**THE TASK:** Write the data out again, exactly as given.

##########

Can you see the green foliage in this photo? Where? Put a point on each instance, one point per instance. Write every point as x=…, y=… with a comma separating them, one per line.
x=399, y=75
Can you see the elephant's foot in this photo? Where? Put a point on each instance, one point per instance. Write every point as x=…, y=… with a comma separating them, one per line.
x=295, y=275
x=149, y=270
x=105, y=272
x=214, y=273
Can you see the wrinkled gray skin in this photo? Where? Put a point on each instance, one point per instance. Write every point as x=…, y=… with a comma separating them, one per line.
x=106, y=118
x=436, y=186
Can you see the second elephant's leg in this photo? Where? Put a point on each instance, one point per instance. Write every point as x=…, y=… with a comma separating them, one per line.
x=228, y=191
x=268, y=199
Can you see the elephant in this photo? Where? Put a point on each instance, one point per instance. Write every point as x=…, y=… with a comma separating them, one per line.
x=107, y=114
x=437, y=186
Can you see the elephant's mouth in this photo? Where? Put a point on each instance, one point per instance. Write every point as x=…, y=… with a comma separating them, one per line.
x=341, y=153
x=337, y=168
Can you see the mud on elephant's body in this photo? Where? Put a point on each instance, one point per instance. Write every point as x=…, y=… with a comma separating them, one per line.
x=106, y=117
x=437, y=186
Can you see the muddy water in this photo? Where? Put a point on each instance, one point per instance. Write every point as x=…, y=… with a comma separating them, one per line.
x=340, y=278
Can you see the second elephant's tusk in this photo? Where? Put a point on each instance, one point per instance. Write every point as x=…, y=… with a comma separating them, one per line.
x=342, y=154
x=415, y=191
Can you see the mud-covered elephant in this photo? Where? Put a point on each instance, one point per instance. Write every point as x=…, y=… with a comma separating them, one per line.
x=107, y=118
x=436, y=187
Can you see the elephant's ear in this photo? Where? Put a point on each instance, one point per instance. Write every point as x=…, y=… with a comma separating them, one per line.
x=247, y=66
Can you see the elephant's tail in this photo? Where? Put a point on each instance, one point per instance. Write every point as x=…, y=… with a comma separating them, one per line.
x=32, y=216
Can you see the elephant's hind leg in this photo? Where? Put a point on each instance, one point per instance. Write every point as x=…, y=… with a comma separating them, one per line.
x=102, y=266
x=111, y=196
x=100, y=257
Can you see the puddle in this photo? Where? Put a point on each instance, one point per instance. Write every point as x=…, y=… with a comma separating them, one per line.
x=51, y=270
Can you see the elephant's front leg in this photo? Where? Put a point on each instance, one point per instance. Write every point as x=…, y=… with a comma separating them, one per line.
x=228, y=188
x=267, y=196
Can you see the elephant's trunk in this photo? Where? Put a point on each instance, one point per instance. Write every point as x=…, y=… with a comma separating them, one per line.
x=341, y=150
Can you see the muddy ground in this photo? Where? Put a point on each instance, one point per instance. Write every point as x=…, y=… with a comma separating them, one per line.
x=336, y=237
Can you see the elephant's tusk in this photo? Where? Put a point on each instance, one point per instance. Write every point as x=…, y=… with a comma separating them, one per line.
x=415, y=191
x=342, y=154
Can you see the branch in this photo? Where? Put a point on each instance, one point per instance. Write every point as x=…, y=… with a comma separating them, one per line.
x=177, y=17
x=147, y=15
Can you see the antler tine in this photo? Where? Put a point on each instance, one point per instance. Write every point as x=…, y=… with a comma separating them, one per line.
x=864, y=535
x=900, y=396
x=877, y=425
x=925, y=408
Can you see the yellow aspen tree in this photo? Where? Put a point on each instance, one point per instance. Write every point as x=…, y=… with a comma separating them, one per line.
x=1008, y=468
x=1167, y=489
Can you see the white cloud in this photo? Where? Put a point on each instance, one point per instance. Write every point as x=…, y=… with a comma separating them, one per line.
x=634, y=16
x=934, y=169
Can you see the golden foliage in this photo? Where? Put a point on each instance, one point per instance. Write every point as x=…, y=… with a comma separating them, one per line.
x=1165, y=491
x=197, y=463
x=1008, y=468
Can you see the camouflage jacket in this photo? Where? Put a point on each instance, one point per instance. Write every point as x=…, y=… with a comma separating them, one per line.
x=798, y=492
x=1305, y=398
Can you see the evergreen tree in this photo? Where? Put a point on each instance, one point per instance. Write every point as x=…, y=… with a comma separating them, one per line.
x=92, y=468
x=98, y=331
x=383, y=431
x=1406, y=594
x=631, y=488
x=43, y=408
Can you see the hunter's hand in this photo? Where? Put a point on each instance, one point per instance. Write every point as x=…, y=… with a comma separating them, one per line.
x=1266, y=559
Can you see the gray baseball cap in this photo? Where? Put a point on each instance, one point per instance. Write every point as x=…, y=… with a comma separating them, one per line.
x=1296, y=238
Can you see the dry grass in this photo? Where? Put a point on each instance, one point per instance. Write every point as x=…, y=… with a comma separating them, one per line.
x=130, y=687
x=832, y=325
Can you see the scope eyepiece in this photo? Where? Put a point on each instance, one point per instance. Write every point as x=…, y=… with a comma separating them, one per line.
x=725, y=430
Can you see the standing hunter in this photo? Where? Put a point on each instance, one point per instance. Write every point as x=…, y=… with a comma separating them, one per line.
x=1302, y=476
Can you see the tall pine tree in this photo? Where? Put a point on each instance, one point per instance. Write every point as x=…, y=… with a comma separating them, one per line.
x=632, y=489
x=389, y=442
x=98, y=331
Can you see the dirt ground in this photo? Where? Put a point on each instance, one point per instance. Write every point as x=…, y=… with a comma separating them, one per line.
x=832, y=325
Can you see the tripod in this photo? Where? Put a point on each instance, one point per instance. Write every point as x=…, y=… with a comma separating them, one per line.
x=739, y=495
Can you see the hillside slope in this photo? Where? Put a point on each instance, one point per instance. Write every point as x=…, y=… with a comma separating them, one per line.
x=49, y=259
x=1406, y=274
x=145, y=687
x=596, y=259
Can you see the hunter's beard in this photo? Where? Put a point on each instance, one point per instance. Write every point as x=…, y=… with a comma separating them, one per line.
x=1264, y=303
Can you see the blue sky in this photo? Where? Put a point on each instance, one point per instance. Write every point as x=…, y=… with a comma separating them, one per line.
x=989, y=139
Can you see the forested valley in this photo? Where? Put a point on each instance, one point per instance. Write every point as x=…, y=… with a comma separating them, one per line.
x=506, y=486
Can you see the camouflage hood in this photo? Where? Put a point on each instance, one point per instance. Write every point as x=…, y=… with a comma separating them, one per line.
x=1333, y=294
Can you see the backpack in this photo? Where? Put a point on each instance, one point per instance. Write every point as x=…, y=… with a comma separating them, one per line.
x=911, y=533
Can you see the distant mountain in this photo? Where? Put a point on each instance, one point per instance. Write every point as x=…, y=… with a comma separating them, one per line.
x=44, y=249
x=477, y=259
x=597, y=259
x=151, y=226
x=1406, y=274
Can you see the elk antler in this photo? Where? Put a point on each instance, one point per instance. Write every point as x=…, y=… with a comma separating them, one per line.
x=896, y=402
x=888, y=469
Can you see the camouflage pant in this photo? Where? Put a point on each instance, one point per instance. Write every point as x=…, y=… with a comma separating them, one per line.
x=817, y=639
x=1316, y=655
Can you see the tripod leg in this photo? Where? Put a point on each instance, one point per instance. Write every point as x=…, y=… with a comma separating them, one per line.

##########

**IN RESPONSE:**
Can you see the green foliage in this photo? Where? Put a point on each instance, one point per instance. Write every point as x=…, y=… with a comma separating them, one per line.
x=399, y=75
Can you see the elephant's foot in this photo? Where? Put a point on each instance, one point per instance. Write every point as x=…, y=… with a comma separating them, one per line.
x=295, y=275
x=149, y=270
x=105, y=272
x=214, y=273
Can you see the wrinkled gray skin in this photo? Where? Put a point on each instance, one point per instance. Write every point as x=…, y=… with a comma separating them, one per line.
x=106, y=118
x=436, y=186
Can you see the second elephant's leg in this photo? Where? Put a point on each instance, one point per instance. Write every point as x=…, y=… with a comma separating them, one per line.
x=228, y=191
x=268, y=199
Can you see the elephant in this photo? Where? Put a point on each instance, one point per instance. Write every point as x=…, y=… with a comma separating them, one per line.
x=107, y=114
x=437, y=186
Can you see the elephant's mouth in this photo? Where? Put a point on each instance, one point per instance. Write every point as x=…, y=… with a comma separating them, one per line.
x=341, y=153
x=337, y=168
Can you see the mud on elephant's body in this photo? Where? Put a point on each instance, one point per instance. Write every point as x=…, y=… with a comma separating them, one per line.
x=106, y=117
x=437, y=186
Can you see the muddy water in this photo? Where? Put a point on each instance, one point per instance. Write every point as x=…, y=… with a comma separating them, one per line.
x=340, y=278
Can you see the second elephant's tusk in this photo? Where? Put a point on each instance, one point per instance. Write every point as x=…, y=… with a comma separating them, one per line.
x=342, y=154
x=415, y=191
Can you see the mud-covered elephant in this photo? Where? Put a point on each instance, one point per instance. Write every point as x=…, y=… with a comma separating them, one per line.
x=107, y=118
x=436, y=187
Can you see the elephant's ear in this photo? Where? Put a point on each instance, one point per instance. Write every point as x=…, y=… with a comma separating them, one per line.
x=247, y=66
Can you see the elephant's tail in this photo? Where? Put a point on each instance, one point per instance. Write every point as x=…, y=… with a comma separating them, one per line.
x=32, y=216
Can you see the elephant's hind leg in this photo? Where? Put a point on each instance, one point per instance. Write every point as x=…, y=… with a comma separating them, one per line.
x=102, y=266
x=111, y=196
x=100, y=257
Can you see the puddle in this photo? Where? Put a point on each instance, one point per instance. Write every point as x=…, y=… with a comma separating them, one per line.
x=51, y=270
Can you see the elephant's front leg in this photo? Where? Put a point on each instance, one point per instance. Write every point as x=…, y=… with a comma separating them, one per line.
x=228, y=188
x=267, y=196
Can you see the elephant's trunk in this photo? Where? Put a point on each instance, one point per instance. Write every point as x=…, y=… with a comma separating them, one per line.
x=341, y=150
Can you see the muddy ground in this photo? Where? Put a point on each instance, one point per instance. Write every point as x=…, y=… with a comma separating them, one per line.
x=336, y=237
Can you see the elephant's tusk in this photo? Where? Put a point on each instance, one point per instance. Write every point as x=…, y=… with a comma separating them, one per line.
x=415, y=191
x=342, y=154
Can you see the branch in this photo? Where? Put a point on each instance, one point per instance. Write every point as x=…, y=… with a comma separating them, one per line.
x=177, y=17
x=147, y=15
Can you see the antler tine in this photo? Where? Put a point on each instance, one point per instance. Write every point as x=…, y=… with a comma separating them, one per line.
x=864, y=535
x=900, y=396
x=877, y=425
x=925, y=408
Can you see the yellow aspen tree in this photo? Where? Put a point on each instance, one point per instance. Write every point as x=…, y=… with a comma separating them, one per line.
x=1008, y=468
x=1167, y=489
Can you see the white cloud in this photo? Where? Put a point on each instance, one point per instance. Write every point as x=…, y=… with a comma separating them, one per line.
x=634, y=16
x=934, y=169
Can you see the golden foliage in this photo? Where? Put a point on each instance, one point per instance. Write every point as x=…, y=… with a comma separating them, one per line.
x=1165, y=491
x=197, y=463
x=1008, y=468
Can you see the camouflage jacket in this photo? Where? Put a point on each instance, one point per instance. Write every point as x=…, y=… with a comma separating them, one per line.
x=798, y=492
x=1305, y=398
Can you see the evergreen tree in this photo? Where? Put a point on each instance, one point per instance. Write every point as x=…, y=… with a comma separating them, one per line.
x=92, y=468
x=98, y=331
x=383, y=431
x=1406, y=594
x=631, y=488
x=43, y=408
Can you see the hunter's hand in this photo? Where? Put a point on each instance, one point per instance. Write every point as x=…, y=… with a comma separating them, one per line.
x=1266, y=559
Can you see the gray baseball cap in this photo? Where? Put a point on each instance, one point per instance. Write every point as x=…, y=… with a comma separating them, one per line.
x=1296, y=238
Can you see the dry grass in this photo? Where? Put a point on each instance, one point per instance. Write every point as x=…, y=… with a comma separating them, one per line.
x=130, y=687
x=832, y=325
Can you see the scope eyepiece in this photo? Where? Put a point on each instance, one point per instance. Write every point as x=…, y=… with a comma separating them, one per line.
x=725, y=430
Can you see the standing hunter in this photo? Where? Put a point on each instance, one point per instance. Write every point as x=…, y=… with a comma separating them, one per line.
x=1302, y=476
Can you see the tall pine tree in this photo? Where? Put a point on each instance, one point per instance. Write every point as x=…, y=… with a comma separating them, one per line.
x=632, y=489
x=389, y=442
x=98, y=331
Can you see the dirt ground in this photo? Where? Put a point on each instance, one point per instance. Write every point as x=…, y=… with a comma separating them, one per line.
x=832, y=325
Can you see the tripod in this photo? Where? Put a point on each instance, one point per instance. Write every point as x=…, y=… with a comma separating them, one per line.
x=739, y=495
Can you see the hillside slope in this photo? Where? Put a point on each instance, one point per instance. Write every point as x=…, y=… with a comma separating them, one per line.
x=49, y=259
x=1406, y=274
x=145, y=687
x=596, y=259
Can you see the hunter's beard in this photo? Where? Put a point on each instance, one point per instance. Write every point as x=…, y=… with a comma separating them, one per line.
x=1264, y=303
Can you see the blue sky in this photo? Where? Put a point on each instance, one point per instance. Write every point as x=…, y=… with a comma separating them, one per line.
x=989, y=139
Can you see the forested valley in this photo? Where? Put a point on each instance, one point per instance. Write every point as x=…, y=… with a comma separating them, one per line.
x=506, y=486
Can you see the camouflage hood in this photo? Where? Put a point on each instance, one point per instance. Write every point as x=…, y=… with a comma separating them, one per line.
x=1333, y=294
Can you see the backpack in this photo? Where? Put a point on each instance, one point per instance. Write every point as x=…, y=… with a comma separating them, one per line.
x=911, y=533
Can you see the distant mountain in this photo? Where? Put a point on each instance, one point per instance. Write every point as x=…, y=… with a comma separating them, one per line.
x=44, y=249
x=477, y=259
x=597, y=259
x=151, y=226
x=1406, y=274
Can you see the elk antler in this photo? Where? Put a point on each instance, one point per instance. Write every point as x=…, y=… with a comma separating them, one per line.
x=896, y=402
x=888, y=469
Can you see the camouflage pant in this photo? Where? Put a point on each instance, one point per instance. Write every point as x=…, y=… with a comma separating them, one per line.
x=817, y=639
x=1316, y=655
Can you see the tripod leg in this photo? Where? Put a point on each instance, one point per instance. Write every point as x=…, y=… with a comma separating them, one per line.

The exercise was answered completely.